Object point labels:
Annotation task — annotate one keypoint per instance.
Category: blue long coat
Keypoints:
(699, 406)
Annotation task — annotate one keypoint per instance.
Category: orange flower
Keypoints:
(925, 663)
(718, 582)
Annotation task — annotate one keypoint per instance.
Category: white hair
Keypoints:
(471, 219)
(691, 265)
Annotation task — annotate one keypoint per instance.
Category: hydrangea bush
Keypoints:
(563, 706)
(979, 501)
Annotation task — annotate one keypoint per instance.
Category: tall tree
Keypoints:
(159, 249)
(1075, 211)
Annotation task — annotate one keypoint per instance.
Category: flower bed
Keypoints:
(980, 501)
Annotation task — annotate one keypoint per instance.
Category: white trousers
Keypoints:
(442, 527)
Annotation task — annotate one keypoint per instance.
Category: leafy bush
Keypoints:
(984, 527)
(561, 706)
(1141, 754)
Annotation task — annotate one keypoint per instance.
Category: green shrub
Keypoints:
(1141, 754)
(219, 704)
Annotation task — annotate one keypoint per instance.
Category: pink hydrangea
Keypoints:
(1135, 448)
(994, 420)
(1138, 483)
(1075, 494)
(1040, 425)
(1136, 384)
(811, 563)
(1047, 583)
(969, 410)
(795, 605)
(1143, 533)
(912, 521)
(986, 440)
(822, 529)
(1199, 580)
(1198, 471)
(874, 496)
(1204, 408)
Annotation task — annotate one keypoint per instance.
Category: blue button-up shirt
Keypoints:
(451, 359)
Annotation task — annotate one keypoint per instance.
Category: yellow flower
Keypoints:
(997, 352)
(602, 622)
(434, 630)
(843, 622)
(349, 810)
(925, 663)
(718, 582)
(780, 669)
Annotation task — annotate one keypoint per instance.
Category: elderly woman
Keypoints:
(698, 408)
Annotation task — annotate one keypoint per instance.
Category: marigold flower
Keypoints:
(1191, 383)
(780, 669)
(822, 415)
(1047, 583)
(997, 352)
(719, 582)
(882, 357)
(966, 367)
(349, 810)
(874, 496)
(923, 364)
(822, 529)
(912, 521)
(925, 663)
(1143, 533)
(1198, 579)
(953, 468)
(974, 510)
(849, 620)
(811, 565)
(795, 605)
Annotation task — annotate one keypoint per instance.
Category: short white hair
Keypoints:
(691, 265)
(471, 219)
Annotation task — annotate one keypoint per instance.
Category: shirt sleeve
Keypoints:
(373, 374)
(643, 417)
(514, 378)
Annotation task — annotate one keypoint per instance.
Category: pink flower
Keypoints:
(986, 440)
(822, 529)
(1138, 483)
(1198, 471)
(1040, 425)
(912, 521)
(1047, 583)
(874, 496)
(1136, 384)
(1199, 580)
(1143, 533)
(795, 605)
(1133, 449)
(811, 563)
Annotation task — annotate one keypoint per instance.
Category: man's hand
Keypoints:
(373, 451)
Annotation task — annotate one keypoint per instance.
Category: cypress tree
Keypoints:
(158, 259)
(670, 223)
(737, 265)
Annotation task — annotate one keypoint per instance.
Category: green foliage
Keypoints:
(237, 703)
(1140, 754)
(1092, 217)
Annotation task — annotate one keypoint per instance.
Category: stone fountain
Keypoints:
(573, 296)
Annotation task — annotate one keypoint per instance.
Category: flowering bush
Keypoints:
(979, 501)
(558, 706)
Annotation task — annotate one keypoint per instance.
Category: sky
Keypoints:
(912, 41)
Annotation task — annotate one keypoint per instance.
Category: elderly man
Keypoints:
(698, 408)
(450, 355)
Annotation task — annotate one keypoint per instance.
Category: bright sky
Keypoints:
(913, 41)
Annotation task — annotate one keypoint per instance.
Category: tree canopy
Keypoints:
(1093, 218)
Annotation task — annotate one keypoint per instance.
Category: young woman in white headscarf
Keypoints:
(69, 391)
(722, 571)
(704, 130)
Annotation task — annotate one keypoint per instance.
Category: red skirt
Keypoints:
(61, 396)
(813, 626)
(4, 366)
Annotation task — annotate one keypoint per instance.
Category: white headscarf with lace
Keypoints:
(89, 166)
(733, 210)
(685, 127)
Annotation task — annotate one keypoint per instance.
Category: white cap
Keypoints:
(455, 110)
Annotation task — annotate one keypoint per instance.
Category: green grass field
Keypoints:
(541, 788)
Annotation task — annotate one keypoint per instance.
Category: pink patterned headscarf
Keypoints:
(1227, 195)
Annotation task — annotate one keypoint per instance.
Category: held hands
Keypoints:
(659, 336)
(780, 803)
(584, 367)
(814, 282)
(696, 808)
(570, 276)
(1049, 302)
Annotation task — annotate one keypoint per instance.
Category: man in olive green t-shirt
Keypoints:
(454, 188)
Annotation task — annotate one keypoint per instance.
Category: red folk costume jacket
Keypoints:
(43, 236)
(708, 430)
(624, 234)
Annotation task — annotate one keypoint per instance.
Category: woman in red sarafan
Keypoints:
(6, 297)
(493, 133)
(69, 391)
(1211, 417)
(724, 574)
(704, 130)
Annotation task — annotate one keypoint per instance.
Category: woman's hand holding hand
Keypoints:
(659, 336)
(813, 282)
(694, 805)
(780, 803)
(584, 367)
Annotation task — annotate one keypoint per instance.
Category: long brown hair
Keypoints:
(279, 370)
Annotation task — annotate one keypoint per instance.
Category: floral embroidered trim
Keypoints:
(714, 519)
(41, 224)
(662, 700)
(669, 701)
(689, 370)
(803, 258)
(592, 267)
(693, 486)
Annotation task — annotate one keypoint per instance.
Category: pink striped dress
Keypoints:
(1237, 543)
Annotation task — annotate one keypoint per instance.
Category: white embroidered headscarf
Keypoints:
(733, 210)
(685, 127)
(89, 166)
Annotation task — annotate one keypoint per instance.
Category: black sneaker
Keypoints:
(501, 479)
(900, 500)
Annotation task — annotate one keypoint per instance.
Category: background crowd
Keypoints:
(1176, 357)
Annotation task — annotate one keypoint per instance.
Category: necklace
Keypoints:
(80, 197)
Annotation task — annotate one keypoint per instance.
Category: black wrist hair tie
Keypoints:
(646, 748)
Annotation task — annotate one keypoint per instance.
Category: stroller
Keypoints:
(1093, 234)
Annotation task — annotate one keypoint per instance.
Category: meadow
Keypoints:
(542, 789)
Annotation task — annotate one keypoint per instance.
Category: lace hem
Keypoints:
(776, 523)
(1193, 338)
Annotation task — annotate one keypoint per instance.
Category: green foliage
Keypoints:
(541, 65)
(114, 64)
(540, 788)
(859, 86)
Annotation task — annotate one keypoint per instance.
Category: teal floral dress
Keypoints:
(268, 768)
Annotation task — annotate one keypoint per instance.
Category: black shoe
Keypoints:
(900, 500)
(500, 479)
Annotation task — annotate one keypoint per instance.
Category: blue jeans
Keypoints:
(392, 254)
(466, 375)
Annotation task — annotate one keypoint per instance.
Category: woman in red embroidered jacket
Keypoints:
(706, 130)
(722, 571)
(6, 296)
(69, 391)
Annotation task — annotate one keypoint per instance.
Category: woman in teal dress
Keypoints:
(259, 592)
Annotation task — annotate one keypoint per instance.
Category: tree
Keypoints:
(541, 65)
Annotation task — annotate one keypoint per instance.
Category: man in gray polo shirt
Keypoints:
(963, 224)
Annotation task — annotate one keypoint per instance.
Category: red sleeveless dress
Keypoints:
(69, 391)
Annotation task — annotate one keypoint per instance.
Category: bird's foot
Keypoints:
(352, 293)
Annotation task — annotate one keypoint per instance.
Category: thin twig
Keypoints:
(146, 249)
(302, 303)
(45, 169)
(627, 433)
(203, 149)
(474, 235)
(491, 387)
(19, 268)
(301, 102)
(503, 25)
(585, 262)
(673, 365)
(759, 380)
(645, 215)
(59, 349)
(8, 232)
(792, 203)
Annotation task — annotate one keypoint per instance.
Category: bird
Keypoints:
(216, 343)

• _JOB_:
Copy the records above exactly.

• _ANSWER TO THIS PROBLEM_:
Annotation task — annotate one keypoint per instance.
Category: blue long coat
Keypoints:
(699, 406)
Annotation task — annotate one keypoint per instance.
Category: orange flower
Keypoints:
(925, 663)
(718, 582)
Annotation task — annotate one keypoint per instance.
Category: white hair
Keypoints:
(471, 219)
(691, 265)
Annotation task — annotate one keypoint per instance.
Category: hydrangea bush
Keypoints:
(563, 706)
(979, 501)
Annotation task — annotate one keypoint per instance.
Category: tall tree
Keypoints:
(159, 249)
(1075, 211)
Annotation task — annotate one keypoint per instance.
Category: flower bed
Keypoints:
(980, 501)
Annotation task — annotate one keypoint per instance.
Category: white trousers
Keypoints:
(442, 527)
Annotation task — annotate one keypoint per instance.
Category: leafy bush
Keypoints:
(984, 527)
(561, 706)
(1141, 754)
Annotation task — annotate one keypoint per instance.
Category: green shrub
Keypoints:
(1141, 754)
(219, 704)
Annotation task — annotate one keypoint per instance.
Category: pink hydrangea
Keypoints:
(1135, 448)
(994, 420)
(1138, 483)
(1075, 494)
(1040, 425)
(1136, 384)
(811, 563)
(1047, 583)
(969, 410)
(795, 605)
(1143, 533)
(912, 521)
(986, 440)
(822, 529)
(1199, 580)
(1198, 471)
(874, 496)
(1204, 408)
Annotation task — annotate one keypoint per instance.
Category: blue button-up shirt
Keypoints:
(451, 359)
Annotation task — annotate one keypoint per instance.
Category: yellow flower
Keypoints:
(997, 352)
(602, 622)
(434, 630)
(843, 622)
(349, 810)
(925, 663)
(718, 582)
(780, 669)
Annotation task — annotate one keypoint per instance.
Category: elderly woman
Keypoints:
(698, 408)
Annotation task — annotate one keypoint per instance.
Category: marigold flower
Keypoints:
(1191, 383)
(780, 669)
(822, 415)
(1047, 583)
(997, 352)
(719, 582)
(882, 357)
(966, 367)
(349, 810)
(874, 496)
(923, 364)
(822, 529)
(912, 521)
(925, 663)
(1143, 533)
(1198, 579)
(953, 468)
(974, 510)
(849, 620)
(811, 565)
(795, 605)
Annotation task — annotate one keypoint per instance.
Category: short white hair
Keypoints:
(691, 265)
(471, 219)
Annotation task — annotate one keypoint per instance.
Category: shirt sleeve
Keypoints:
(373, 374)
(643, 417)
(514, 378)
Annotation task — annotate one keypoint per instance.
Category: pink flower
Keypoints:
(986, 440)
(822, 529)
(1138, 483)
(1198, 471)
(1040, 425)
(912, 521)
(1047, 583)
(874, 496)
(1136, 384)
(1199, 580)
(1143, 533)
(795, 605)
(1133, 449)
(811, 563)
Annotation task — annotate one keypoint per instance.
Category: man's hand
Keypoints:
(373, 451)
Annotation task — annotate one keypoint per instance.
Category: cypress tree
Keypoints:
(158, 259)
(670, 223)
(737, 265)
Annotation task — annotate one keypoint per instance.
Category: green foliage
Keypoints:
(237, 703)
(1140, 754)
(1092, 217)
Annotation task — annotate one keypoint per instance.
Category: stone fountain
Keypoints:
(573, 296)
Annotation task — annotate one keypoint per instance.
Category: flowering bush
Keypoints:
(979, 501)
(558, 706)
Annotation task — annotate one keypoint per instance.
Category: sky
Keypoints:
(912, 41)
Annotation task — annotate one keypoint per instance.
Category: elderly man
Keypoints:
(698, 408)
(450, 355)
Annotation task — annotate one keypoint per instance.
Category: bright sky
Keypoints:
(913, 41)
Annotation task — annotate one keypoint per instance.
Category: tree canopy
Keypoints:
(1093, 218)
Annotation task — annotate one keypoint per instance.
Category: young woman in white headscarf
Keypoints:
(69, 391)
(722, 571)
(704, 130)
Annotation task — annotate one keypoint per instance.
Category: red skirt
Keypoints:
(61, 396)
(813, 626)
(4, 366)
Annotation task — annotate one keypoint per instance.
Category: white headscarf with lace
Keypoints:
(89, 166)
(733, 210)
(685, 127)
Annotation task — annotate one keypoint per instance.
Category: white cap
Keypoints:
(455, 110)
Annotation task — annotate one keypoint per instance.
Category: green grass field
Keypoints:
(541, 788)
Annotation task — annotate one keypoint per instance.
Category: pink patterned headscarf
Keypoints:
(1227, 195)
Annotation task — annotate one keypoint per instance.
Category: held hands
Keypoints:
(659, 336)
(780, 803)
(584, 367)
(814, 282)
(696, 808)
(570, 276)
(1049, 302)
Annotation task — annotate one keypoint per instance.
Category: man in olive green t-shirt
Keypoints:
(454, 188)
Annotation task — annotate one keypoint per instance.
Category: red folk costume jacket
Keypoints:
(43, 236)
(708, 430)
(624, 234)
Annotation task — annotate one keypoint per instance.
Category: woman in red sarafan
Keypoints:
(6, 297)
(493, 133)
(69, 391)
(1211, 417)
(724, 574)
(704, 130)
Annotation task — annotate one keypoint per instance.
Category: woman's hand holding hand
Keypoints:
(659, 336)
(813, 282)
(694, 805)
(780, 803)
(584, 367)
Annotation task — annotate one keypoint per instance.
Category: long brown hair
Keypoints:
(279, 370)
Annotation task — annotate one keypoint per instance.
Category: floral embroidered trim
Keypoints:
(714, 519)
(41, 224)
(662, 700)
(669, 701)
(689, 370)
(803, 258)
(592, 267)
(693, 486)
Annotation task — annotate one keypoint per instance.
Category: pink striped dress
Keypoints:
(1237, 543)
Annotation task — annotate one keypoint per instance.
Category: white embroidered headscarf
Keypoints:
(733, 210)
(685, 127)
(89, 166)
Annotation task — annotate one keypoint per instance.
Category: black sneaker
Keypoints:
(501, 479)
(900, 500)
Annotation task — annotate one keypoint per instance.
Category: background crowd
Keypoints:
(1176, 357)
Annotation task — annotate one keypoint per instance.
Category: necklace
Keypoints:
(80, 197)
Annotation task — annotate one keypoint per instance.
Category: black wrist hair tie
Keypoints:
(646, 748)
Annotation task — annotate one keypoint per instance.
Category: stroller
Keypoints:
(1093, 234)
Annotation task — annotate one keypoint per instance.
Category: meadow
Keypoints:
(542, 789)
Annotation task — annotate one keypoint per instance.
Category: lace hem
Keypoints:
(776, 523)
(1193, 338)
Annotation task — annotate one keypoint per instance.
Category: green foliage
Keypoints:
(541, 65)
(114, 64)
(540, 788)
(859, 86)
Annotation task — annotate one keypoint per instance.
Category: teal floral dress
Keypoints:
(268, 768)
Annotation task — annotate one keypoint per instance.
Category: black shoe
Keypoints:
(900, 500)
(500, 479)
Annotation task — annotate one keypoint per instance.
Category: blue jeans
Keypoints:
(392, 254)
(466, 375)
Annotation task — annotate one keypoint per instance.
Category: woman in red embroidered jacket
Keypoints:
(706, 130)
(722, 571)
(6, 296)
(69, 391)
Annotation task — annotate one keypoint per instance.
Category: woman in teal dress
Keypoints:
(259, 592)
Annotation task — annotate one keypoint per instance.
Category: tree
Keypoints:
(541, 65)
Annotation task — annotate one keypoint per instance.
Category: man in gray polo shirt
Keypoints:
(963, 224)
Annotation task — annotate one keypoint per instance.
Category: red sleeveless dress
Keypoints:
(69, 391)
Annotation task — annotate one keypoint per instance.
Category: bird's foot
Keypoints:
(352, 293)
Annotation task — annotate one keypoint per instance.
Category: thin twig
Keypoints:
(146, 249)
(302, 303)
(45, 169)
(627, 433)
(203, 149)
(474, 235)
(491, 387)
(19, 268)
(301, 102)
(503, 25)
(585, 262)
(673, 365)
(759, 380)
(645, 215)
(59, 349)
(8, 232)
(792, 203)
Annotation task — annotate one keypoint per instance.
Category: bird
Keypoints:
(216, 343)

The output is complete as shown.